> _Document text_
## Begin

[T]he imbalance between need and consumerism has upset the equilibrium of nature. But in the current scenario, people are forced to eke out a living, sometimes in extreme circumstances.
The 22 islands along Peru’s coastline where guano – bird droppings used to make fertilizer – are a reminder of the asymmetric prosperity that characterized 19th century Peru, when the country exported this product in large quantities to the United States and Europe.
Back then, Chinese coolies where sent to these islands to collect guano. Labor conditions were harsh: they harvested the guano under the sun and ended the day covered in seagull excrement. The situation is not much different for today’s guano laborers.
Now, the demand for organic products around the world has renovated global interest for guano. It is a natural and powerful fertilizer that satisfies the demands of “green” consumers who are against the use of chemicals in agriculture.
People at the end of the economic chain can barely imagine how the harvesters work on Peru’s guano islands. Laborers generally spend one-month stints at the islands where they work.
Along with the frailty of their existences, nature’s equilibrium also proves to be fragile.

## End

> _Dataset extract_
## Begin

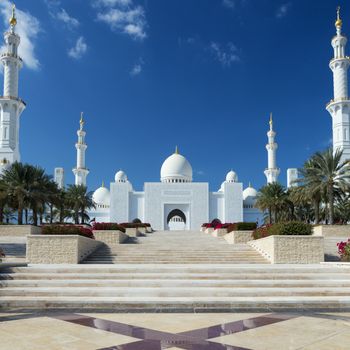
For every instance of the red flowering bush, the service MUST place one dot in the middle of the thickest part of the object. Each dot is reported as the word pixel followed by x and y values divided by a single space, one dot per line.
pixel 262 232
pixel 2 254
pixel 344 250
pixel 107 226
pixel 132 225
pixel 67 230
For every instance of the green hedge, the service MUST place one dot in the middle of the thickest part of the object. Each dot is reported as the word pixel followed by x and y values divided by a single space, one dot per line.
pixel 291 228
pixel 242 226
pixel 108 226
pixel 66 230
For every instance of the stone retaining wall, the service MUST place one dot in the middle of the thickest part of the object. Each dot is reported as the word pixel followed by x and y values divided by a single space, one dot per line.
pixel 19 230
pixel 332 230
pixel 291 249
pixel 237 237
pixel 59 249
pixel 110 237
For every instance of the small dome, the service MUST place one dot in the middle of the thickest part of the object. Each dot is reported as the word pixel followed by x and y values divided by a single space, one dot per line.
pixel 231 176
pixel 222 187
pixel 250 193
pixel 101 196
pixel 176 168
pixel 120 176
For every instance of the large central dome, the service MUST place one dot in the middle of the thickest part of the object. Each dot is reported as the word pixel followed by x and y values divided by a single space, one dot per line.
pixel 176 168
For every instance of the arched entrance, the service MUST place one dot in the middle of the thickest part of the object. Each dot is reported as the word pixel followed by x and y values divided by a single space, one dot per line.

## End

> _Directives_
(1) In the passage on Peru's guano islands, swap "harvesters" for "workers" and write out the text from "Now, the demand" up to and including "where they work.".
(2) Using the passage on Peru's guano islands, answer these:
(a) How many islands along Peru's coastline hold guano?
(b) Who was sent to collect guano in the 19th century?
(c) How long do laborers generally stay at the islands where they work?
This material comes from a different source than the passage on Peru's guano islands.

> _Answers_
(1)
Now, the demand for organic products around the world has renovated global interest for guano. It is a natural and powerful fertilizer that satisfies the demands of “green” consumers who are against the use of chemicals in agriculture.
People at the end of the economic chain can barely imagine how the workers work on Peru’s guano islands. Laborers generally spend one-month stints at the islands where they work.

(2)
(a) 22
(b) Chinese coolies
(c) One-month stints